SUPPLIED PASSAGE:
------------------------------------

The Newborn Mammal and the Diving Seal
While man is incapable of deep and prolonged dives, many species of marine mammals found in Alaskan waters perform such feats regularly and with no ill effects. Even a pearl diver or other well-trained man can remain submerged for only a few minutes, but the common harbor seal can remain active underwater for as long as 20 minutes. Clearly, the diving marine mammal has some built in mechanism which allows it to continue to operate when the oxygen supply is cut off. Without such a special ability, a mammal builds up excess carbon dioxide in the blood and may undergo a lapse into suspended animation.
Compared to non-diving mammals, one diver, the seal, has a large supply of blood, a greater concentration of the oxygen-carrying pigment in the blood, and a network of arteries with very elastic walls that permit blood pressure to be maintained more easily. At the onset of a dive, the seal displays a pattern of reflexes known collectively as the diving response. This response entails a profound slowing of the heartbeat frequency and a near-total clamping off of the blood supply to the muscles, kidneys and viscera. The only tissues to which the blood supply is maintained are those of the brain, lungs and the heart itself.
While diving, the animal is in essence divided into two distinct compartments: one receiving blood with a diminishing content of oxygen and the other receiving virtually no blood or oxygen. Those tissues deprived of blood still function to some degree and are not damaged by the asphyxiation of the dive.
The marine divers are not the only mammals in which selective distribution of the arterial blood occurs. Indeed, every mammal at the time of birth becomes asphyxiated, sometimes severely. At birth, the fetus emerges from the bathing fluid of the sac surrounding it, and it loses its mother's circulation via the umbilical cord. The difficulty and the duration of the birth are highly variable. If the young mammal goes without oxygen (remains asphyxic) for too long, the oxygen content of the blood becomes inadequate to satisfy the demands of the brain, and permanent cerebral damage may then occur.

------------------------------------

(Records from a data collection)
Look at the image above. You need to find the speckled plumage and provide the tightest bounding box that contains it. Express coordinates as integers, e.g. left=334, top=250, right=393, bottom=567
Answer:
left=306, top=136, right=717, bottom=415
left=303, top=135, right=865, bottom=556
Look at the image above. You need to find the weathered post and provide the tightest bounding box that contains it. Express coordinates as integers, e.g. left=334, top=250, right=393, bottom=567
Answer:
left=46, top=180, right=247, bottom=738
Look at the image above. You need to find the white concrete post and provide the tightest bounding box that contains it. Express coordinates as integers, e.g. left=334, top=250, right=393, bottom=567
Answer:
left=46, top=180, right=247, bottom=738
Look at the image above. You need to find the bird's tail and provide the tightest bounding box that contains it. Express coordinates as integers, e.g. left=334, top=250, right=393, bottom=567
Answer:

------------------------------------

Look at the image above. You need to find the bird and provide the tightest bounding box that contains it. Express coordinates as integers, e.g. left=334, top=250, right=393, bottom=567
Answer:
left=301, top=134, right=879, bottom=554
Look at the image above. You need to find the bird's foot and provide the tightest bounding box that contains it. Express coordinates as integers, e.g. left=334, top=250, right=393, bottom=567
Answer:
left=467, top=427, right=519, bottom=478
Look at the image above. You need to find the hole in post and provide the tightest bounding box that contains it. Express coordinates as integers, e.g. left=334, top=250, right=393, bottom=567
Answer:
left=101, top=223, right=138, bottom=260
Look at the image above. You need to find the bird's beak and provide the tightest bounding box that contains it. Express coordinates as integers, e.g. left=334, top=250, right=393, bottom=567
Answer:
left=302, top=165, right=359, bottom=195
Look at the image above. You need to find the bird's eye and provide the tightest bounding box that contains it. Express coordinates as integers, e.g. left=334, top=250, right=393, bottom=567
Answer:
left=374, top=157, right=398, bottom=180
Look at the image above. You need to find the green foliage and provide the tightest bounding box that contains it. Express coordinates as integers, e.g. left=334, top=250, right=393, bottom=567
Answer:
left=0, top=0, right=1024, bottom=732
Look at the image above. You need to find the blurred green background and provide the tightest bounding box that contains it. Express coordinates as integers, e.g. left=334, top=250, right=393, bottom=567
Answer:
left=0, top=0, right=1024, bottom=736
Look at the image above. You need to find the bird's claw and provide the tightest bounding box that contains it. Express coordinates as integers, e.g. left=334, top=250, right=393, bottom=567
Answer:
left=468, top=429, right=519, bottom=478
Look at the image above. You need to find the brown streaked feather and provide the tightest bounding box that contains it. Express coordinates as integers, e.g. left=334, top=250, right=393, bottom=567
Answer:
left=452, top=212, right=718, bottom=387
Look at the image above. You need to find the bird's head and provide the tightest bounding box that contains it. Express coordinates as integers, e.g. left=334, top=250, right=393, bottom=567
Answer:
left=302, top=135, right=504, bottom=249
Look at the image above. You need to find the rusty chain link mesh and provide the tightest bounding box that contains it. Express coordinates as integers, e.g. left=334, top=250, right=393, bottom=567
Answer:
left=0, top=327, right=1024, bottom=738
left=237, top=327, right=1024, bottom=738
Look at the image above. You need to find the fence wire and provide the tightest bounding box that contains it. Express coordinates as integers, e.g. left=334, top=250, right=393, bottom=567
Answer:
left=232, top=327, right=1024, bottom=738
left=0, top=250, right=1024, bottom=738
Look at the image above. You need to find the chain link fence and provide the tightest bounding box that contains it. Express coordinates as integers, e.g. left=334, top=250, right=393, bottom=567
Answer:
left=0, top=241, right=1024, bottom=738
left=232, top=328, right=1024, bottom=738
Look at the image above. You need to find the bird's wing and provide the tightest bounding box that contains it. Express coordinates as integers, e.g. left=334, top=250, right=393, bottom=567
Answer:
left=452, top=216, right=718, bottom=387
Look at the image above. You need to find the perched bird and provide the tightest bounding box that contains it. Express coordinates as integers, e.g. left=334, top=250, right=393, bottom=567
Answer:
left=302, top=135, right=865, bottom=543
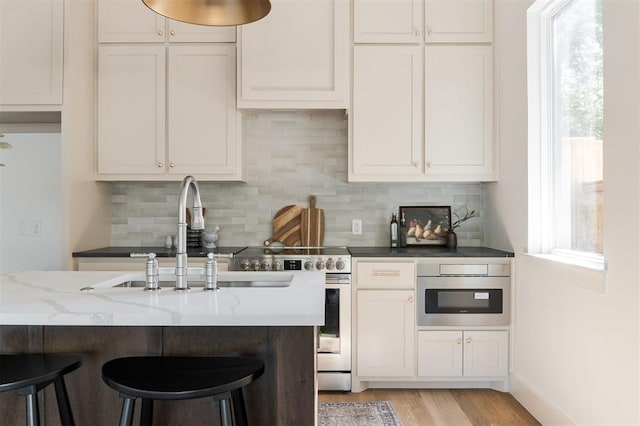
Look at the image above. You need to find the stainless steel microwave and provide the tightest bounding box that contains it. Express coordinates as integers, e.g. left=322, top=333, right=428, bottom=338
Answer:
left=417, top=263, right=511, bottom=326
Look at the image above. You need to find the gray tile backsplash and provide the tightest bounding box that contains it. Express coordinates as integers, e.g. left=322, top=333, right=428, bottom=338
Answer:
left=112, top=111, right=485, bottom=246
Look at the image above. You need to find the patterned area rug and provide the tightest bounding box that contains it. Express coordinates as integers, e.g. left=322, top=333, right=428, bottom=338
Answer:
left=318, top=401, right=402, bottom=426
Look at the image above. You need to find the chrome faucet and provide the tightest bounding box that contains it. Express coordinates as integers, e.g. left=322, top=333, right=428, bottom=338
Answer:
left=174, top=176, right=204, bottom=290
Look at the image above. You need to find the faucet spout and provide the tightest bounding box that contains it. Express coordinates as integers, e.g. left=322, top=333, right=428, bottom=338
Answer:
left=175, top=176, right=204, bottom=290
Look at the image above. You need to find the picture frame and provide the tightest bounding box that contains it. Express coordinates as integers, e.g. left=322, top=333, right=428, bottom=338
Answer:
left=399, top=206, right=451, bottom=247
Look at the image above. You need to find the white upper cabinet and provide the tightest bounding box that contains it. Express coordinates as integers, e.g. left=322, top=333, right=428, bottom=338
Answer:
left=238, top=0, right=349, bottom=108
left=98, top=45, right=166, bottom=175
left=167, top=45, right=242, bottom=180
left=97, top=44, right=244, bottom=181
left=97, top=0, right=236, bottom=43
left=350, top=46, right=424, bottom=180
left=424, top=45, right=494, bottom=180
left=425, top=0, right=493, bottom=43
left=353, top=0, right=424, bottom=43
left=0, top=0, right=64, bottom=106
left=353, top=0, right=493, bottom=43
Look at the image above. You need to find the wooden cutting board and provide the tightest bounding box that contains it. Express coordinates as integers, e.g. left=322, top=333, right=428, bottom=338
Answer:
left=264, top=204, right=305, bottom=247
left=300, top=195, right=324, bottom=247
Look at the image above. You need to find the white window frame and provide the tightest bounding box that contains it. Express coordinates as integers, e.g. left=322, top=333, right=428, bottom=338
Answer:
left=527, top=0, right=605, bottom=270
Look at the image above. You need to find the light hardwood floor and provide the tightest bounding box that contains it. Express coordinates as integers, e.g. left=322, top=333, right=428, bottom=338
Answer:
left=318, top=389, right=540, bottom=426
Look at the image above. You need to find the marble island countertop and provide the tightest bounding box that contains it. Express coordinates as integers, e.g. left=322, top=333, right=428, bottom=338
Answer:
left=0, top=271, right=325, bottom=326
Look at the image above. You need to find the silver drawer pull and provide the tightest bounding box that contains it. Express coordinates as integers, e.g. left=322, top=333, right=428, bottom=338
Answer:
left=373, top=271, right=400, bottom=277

------------------------------------

Set down the part of the seal-diving passage above word for word, starting at "The marine divers" and ending at "may then occur.".

The marine divers are not the only mammals in which selective distribution of the arterial blood occurs. Indeed, every mammal at the time of birth becomes asphyxiated, sometimes severely. At birth, the fetus emerges from the bathing fluid of the sac surrounding it, and it loses its mother's circulation via the umbilical cord. The difficulty and the duration of the birth are highly variable. If the young mammal goes without oxygen (remains asphyxic) for too long, the oxygen content of the blood becomes inadequate to satisfy the demands of the brain, and permanent cerebral damage may then occur.